» WORK REQUIRED:
Would you output every line from the start of the items through the line containing "x=332, y=27", inclusive, as a Markdown table with columns "Index" and "Content", leaving out blank lines?

» DATA EXCERPTS:
####

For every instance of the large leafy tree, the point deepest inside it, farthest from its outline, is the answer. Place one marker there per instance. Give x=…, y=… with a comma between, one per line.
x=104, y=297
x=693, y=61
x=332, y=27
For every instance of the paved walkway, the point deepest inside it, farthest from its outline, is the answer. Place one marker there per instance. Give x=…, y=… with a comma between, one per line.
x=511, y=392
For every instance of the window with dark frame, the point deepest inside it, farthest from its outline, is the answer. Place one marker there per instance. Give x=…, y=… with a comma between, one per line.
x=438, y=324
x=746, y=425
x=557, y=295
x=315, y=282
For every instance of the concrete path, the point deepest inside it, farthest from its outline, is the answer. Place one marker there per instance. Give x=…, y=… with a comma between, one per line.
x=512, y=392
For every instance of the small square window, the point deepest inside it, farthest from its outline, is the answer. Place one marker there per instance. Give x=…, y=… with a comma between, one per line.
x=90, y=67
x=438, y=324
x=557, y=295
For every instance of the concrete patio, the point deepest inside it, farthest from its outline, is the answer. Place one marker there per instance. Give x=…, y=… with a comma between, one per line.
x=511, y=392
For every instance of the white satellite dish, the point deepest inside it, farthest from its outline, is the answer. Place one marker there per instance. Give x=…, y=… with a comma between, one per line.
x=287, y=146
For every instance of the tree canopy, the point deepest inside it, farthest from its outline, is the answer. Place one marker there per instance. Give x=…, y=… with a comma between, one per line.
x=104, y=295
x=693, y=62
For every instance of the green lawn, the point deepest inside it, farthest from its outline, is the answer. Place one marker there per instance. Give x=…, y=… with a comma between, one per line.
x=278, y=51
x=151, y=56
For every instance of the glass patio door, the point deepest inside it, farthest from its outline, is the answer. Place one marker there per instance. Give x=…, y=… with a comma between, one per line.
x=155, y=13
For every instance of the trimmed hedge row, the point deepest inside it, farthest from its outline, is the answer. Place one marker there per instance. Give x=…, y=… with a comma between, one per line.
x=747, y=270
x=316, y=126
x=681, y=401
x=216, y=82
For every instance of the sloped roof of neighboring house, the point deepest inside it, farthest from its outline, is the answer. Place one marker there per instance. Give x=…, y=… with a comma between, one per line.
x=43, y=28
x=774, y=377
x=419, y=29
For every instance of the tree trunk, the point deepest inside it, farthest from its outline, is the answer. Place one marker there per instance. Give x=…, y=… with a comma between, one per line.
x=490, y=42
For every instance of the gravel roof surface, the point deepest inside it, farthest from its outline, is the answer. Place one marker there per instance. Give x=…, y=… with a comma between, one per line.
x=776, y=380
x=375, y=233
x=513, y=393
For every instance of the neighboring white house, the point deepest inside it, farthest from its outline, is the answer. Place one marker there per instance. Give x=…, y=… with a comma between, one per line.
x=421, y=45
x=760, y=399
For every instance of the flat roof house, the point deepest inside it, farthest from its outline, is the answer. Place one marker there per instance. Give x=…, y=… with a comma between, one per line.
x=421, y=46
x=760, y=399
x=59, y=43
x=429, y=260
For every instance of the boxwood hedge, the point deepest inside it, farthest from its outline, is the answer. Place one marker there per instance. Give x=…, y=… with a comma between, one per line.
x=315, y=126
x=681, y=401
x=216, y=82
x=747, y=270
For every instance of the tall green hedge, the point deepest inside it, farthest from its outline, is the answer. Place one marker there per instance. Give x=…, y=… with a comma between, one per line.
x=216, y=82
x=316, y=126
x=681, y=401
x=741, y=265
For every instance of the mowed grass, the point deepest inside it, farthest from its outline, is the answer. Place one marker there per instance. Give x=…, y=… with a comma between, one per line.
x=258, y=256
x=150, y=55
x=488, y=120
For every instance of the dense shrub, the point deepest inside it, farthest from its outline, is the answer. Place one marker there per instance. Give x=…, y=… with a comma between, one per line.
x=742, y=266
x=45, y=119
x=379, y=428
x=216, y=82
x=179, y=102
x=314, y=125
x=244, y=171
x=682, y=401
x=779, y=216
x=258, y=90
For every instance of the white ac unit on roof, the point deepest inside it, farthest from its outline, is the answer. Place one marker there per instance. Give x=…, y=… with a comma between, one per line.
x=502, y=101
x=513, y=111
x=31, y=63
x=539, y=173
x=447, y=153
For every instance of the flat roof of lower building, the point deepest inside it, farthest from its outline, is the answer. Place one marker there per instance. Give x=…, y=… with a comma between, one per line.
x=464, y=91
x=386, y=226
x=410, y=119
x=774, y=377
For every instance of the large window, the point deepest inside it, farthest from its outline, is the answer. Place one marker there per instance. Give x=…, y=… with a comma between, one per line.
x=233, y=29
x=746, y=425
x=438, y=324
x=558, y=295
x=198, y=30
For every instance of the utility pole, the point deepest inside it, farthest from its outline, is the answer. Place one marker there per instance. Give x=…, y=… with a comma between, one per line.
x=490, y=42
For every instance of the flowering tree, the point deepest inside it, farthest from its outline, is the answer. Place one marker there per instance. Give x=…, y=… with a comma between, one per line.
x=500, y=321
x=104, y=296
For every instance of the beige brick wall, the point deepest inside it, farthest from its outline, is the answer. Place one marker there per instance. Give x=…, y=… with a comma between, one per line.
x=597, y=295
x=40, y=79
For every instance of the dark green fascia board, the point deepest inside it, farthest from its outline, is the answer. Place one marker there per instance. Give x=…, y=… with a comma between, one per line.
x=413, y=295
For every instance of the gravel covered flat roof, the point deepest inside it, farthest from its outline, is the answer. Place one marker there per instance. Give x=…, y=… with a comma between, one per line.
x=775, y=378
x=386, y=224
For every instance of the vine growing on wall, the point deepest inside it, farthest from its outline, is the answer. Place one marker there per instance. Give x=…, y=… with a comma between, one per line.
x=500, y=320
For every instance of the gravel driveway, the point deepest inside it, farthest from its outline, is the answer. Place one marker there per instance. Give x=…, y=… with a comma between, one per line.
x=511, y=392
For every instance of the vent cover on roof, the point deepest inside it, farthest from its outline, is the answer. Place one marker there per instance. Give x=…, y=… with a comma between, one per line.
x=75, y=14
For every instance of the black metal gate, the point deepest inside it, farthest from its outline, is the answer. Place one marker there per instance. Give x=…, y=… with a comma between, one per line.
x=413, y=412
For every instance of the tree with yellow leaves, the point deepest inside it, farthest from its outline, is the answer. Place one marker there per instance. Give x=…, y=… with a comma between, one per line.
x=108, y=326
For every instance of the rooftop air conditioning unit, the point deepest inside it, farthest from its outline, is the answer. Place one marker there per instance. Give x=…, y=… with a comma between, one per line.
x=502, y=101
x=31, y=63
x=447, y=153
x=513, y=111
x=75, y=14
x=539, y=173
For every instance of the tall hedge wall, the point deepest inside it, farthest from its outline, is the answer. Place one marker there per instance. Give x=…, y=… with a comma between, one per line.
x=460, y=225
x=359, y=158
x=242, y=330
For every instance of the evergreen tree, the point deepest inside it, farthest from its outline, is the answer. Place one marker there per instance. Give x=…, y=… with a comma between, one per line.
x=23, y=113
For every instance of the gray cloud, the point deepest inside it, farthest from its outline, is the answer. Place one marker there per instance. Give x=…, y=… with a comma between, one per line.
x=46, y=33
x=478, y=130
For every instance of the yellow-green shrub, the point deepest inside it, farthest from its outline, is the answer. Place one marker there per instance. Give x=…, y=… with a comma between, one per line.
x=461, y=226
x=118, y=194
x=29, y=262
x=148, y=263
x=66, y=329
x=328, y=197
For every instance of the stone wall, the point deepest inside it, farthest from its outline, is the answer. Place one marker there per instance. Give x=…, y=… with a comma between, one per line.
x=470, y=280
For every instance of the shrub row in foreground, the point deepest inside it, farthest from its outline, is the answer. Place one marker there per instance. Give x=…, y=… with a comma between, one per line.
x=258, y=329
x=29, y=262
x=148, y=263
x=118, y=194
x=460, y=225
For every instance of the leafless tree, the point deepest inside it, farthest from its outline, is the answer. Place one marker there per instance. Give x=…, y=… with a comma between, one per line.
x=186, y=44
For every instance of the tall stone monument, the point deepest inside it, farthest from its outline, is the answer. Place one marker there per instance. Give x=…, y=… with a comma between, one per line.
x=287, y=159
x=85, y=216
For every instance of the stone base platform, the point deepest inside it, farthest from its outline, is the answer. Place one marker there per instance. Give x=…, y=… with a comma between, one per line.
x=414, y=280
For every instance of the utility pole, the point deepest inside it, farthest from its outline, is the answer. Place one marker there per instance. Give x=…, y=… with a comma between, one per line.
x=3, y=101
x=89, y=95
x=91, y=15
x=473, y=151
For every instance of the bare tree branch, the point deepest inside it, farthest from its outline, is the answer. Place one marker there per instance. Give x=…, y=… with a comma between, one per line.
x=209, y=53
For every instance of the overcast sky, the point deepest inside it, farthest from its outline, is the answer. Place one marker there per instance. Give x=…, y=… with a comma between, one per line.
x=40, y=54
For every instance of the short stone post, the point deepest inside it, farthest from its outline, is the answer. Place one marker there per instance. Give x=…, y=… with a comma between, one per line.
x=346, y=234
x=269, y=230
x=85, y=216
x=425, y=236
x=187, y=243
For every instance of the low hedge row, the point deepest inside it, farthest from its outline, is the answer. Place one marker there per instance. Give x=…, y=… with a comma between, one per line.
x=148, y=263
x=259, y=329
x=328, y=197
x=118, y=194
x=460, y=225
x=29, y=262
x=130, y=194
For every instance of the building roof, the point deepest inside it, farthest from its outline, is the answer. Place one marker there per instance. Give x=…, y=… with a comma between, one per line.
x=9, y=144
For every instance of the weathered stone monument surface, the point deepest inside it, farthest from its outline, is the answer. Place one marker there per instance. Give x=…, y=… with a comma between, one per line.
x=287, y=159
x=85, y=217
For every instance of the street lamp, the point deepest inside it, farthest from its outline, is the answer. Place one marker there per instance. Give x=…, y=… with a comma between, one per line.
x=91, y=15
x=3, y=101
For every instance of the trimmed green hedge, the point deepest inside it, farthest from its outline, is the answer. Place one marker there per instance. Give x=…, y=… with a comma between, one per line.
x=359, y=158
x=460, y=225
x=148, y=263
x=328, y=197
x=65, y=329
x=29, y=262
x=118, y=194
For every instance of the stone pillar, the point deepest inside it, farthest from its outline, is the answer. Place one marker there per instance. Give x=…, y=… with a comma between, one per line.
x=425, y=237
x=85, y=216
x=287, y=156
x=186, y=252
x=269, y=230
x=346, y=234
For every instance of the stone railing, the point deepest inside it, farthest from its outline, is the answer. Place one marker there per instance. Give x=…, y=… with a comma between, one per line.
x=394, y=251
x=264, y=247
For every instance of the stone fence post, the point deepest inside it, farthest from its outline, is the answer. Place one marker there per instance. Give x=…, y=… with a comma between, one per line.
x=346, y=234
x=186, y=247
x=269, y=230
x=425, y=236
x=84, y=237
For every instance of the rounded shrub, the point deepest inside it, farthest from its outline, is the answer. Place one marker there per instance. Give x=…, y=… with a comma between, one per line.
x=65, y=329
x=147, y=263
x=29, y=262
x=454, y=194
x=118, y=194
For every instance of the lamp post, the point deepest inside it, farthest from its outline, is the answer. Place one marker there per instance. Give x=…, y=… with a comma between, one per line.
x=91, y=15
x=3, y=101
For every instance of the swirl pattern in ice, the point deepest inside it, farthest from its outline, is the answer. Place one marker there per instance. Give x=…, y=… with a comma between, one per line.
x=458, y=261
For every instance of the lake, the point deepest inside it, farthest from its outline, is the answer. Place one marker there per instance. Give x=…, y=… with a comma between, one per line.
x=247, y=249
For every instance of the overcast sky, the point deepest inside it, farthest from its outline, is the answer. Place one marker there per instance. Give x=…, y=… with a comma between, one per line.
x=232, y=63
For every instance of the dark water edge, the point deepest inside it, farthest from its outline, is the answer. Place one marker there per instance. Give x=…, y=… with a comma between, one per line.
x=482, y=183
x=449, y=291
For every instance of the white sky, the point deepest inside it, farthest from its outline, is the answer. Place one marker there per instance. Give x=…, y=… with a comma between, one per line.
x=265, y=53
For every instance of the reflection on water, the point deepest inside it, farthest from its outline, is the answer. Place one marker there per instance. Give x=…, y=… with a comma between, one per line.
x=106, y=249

####

» TASK RESPONSE:
| Index | Content |
|---|---|
| 1 | For every instance of the large leafy tree, the point deepest inside it, farthest from its outline, is the answer. Place one marker there per instance. Give x=…, y=… with a comma between, one per line. |
| 2 | x=104, y=297 |
| 3 | x=693, y=61 |
| 4 | x=332, y=27 |